# Start of ENTRIES PROVIDED

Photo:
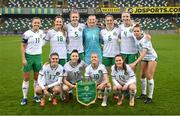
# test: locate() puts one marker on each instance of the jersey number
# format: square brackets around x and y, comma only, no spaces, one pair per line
[37,40]
[109,38]
[60,38]
[76,35]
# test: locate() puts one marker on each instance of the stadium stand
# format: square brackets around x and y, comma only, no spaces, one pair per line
[135,3]
[19,24]
[29,3]
[22,24]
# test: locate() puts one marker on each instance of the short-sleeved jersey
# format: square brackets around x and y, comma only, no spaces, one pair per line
[50,74]
[121,77]
[95,74]
[75,37]
[57,42]
[144,43]
[91,39]
[127,41]
[111,42]
[33,40]
[73,74]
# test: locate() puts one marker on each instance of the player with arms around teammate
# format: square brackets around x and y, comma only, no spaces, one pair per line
[97,72]
[50,80]
[57,39]
[31,50]
[91,39]
[123,79]
[75,34]
[110,36]
[73,72]
[148,62]
[128,48]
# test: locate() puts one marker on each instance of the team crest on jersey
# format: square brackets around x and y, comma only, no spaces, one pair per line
[140,45]
[115,34]
[57,73]
[80,68]
[80,29]
[100,72]
[41,36]
[131,30]
[86,92]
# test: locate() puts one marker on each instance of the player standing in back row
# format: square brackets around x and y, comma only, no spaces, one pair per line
[57,38]
[75,35]
[148,62]
[128,48]
[31,50]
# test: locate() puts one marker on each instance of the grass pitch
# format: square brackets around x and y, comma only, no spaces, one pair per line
[166,99]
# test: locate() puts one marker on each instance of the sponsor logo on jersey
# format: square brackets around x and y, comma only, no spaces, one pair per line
[115,34]
[57,73]
[80,29]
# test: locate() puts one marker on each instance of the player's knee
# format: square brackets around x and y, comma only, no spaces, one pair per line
[149,76]
[38,90]
[114,88]
[65,88]
[26,76]
[132,87]
[56,90]
[119,88]
[36,75]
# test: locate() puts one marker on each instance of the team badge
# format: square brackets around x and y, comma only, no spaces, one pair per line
[80,29]
[131,30]
[115,34]
[80,68]
[86,93]
[41,36]
[57,73]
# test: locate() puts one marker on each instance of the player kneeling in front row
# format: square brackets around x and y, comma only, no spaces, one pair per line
[50,80]
[124,79]
[73,73]
[97,72]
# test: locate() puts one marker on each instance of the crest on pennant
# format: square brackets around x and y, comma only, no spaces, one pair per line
[86,92]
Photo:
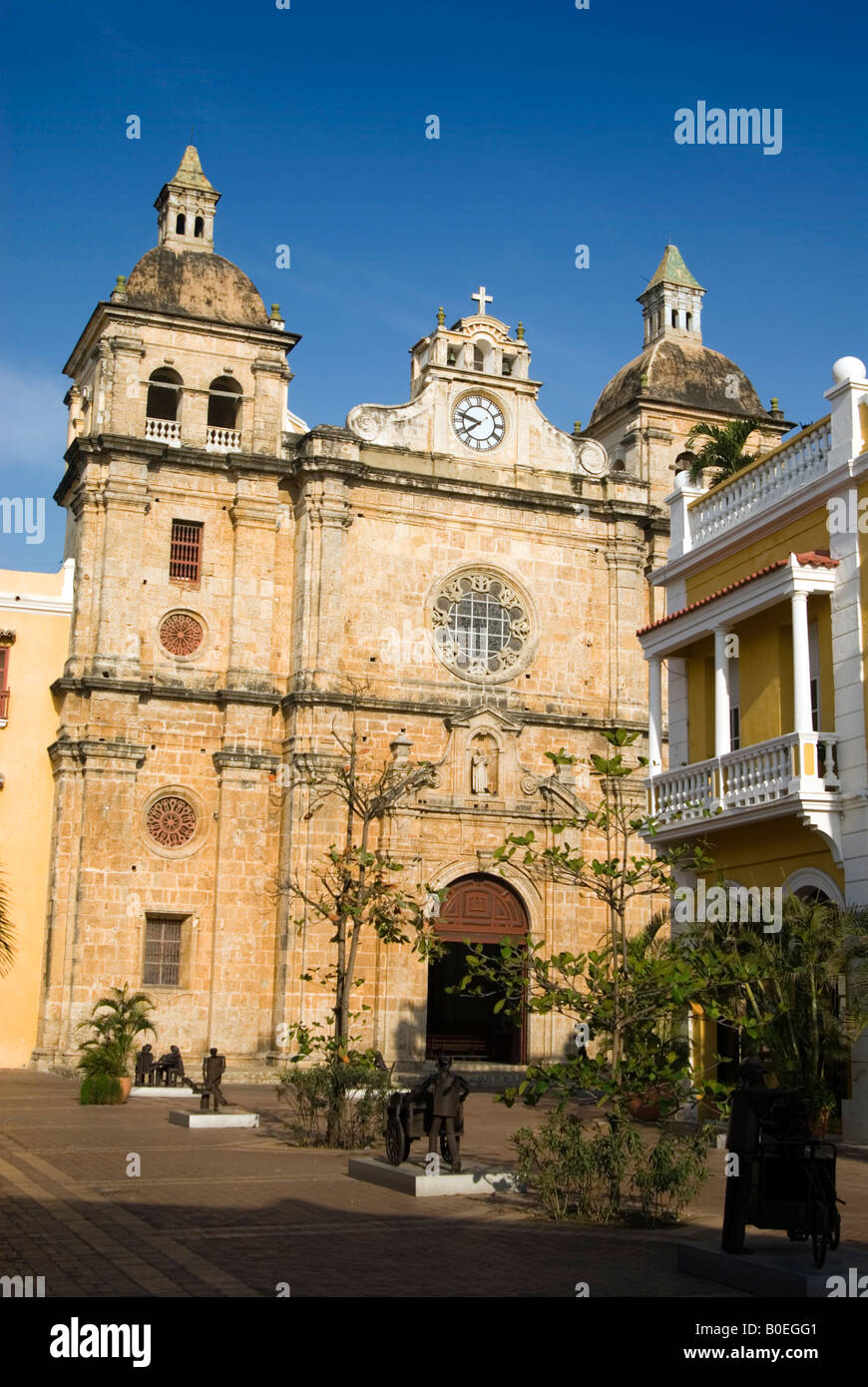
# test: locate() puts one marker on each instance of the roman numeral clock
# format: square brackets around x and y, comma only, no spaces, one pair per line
[479,422]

# End of ENTRIES PROVIDED

- **GOAL OF THE EXERCISE**: Please render all of the material above as a numbered list with one line per item, skipping any blank lines and leaving out the pictures.

- **FULL OUTPUT**:
1. Photo:
2. # test: locate() puts one marker on each instance of the jersey number
3. # format: square brackets around x and y, comma only, no spaces, one pair per line
4. [37,40]
5. [109,38]
6. [60,38]
7. [76,35]
8. # test: locate() puts one marker on each instance of the stadium stand
9. # format: square brackets around x and y, comma only, no spaces, one pair per line
10. [135,3]
11. [19,24]
12. [29,3]
13. [22,24]
14. # test: locate() puts one marker on each instance of the short-sleeved jersey
15. # format: square brackets around x and y, comma only, no spaces, one pair per line
16. [50,74]
17. [121,77]
18. [95,74]
19. [75,37]
20. [57,42]
21. [144,43]
22. [91,39]
23. [127,41]
24. [111,42]
25. [33,40]
26. [73,74]
27. # test: locate() puts one marker on each instance of the player with arms around teammate
28. # format: square brackets around x and y, comma only, no spaces, one pair per line
29. [97,72]
30. [50,80]
31. [57,39]
32. [31,50]
33. [91,39]
34. [123,79]
35. [75,34]
36. [110,36]
37. [73,72]
38. [148,62]
39. [128,48]
40. # test: locate() puts one marker on each instance of the team crest on jersey
41. # format: square brackets around x and y, comma only, no spaces, one pair per line
42. [140,45]
43. [115,34]
44. [57,73]
45. [80,68]
46. [80,29]
47. [100,72]
48. [41,36]
49. [131,30]
50. [86,92]
51. # test: locate() puts one marker on each instance of the player standing in back row
52. # format: square brackets around x and y, comma only, no spaces, one pair per line
53. [57,38]
54. [75,35]
55. [148,62]
56. [128,48]
57. [31,50]
58. # test: locate() puts one marker on each instance of the grass pitch
59. # format: square brackets around x and y, comma only, no spaces, one pair per line
60. [166,99]
61. # test: locate() puts one marker on each instance of the sponsor logo on jersey
62. # format: square brackets around x and y, comma only, no spaces, one pair per line
63. [115,34]
64. [57,73]
65. [80,29]
66. # test: locate() puts one marker on each instance of the player's knee
67. # format: square brackets around x and y, comma only, no spaces, one pair per line
68. [149,76]
69. [38,90]
70. [114,88]
71. [65,88]
72. [26,76]
73. [132,87]
74. [56,90]
75. [119,88]
76. [36,75]
77. # test: locate() puts one marker on each instance of the team badge
78. # format: square brackets around x and y, comma only, no spaces, one pair per line
79. [80,29]
80. [131,30]
81. [115,34]
82. [80,68]
83. [86,93]
84. [41,36]
85. [57,73]
86. # test: locate() puts one marker on each instance of the player kneeling in front row
87. # format: square brackets around x and y, comma only, no spaces, one pair per line
88. [50,80]
89. [124,79]
90. [73,73]
91. [97,72]
92. # test: locate() puts one marker on each instance of the crest on pennant
93. # format: square brackets around x and y, comma only, no spaces, one pair per line
94. [86,92]
95. Photo:
96. # test: locate() puts one marker on each instance of the roman numeral clock
97. # format: square brackets around x and y, comma only, no spaces, one pair per line
98. [479,422]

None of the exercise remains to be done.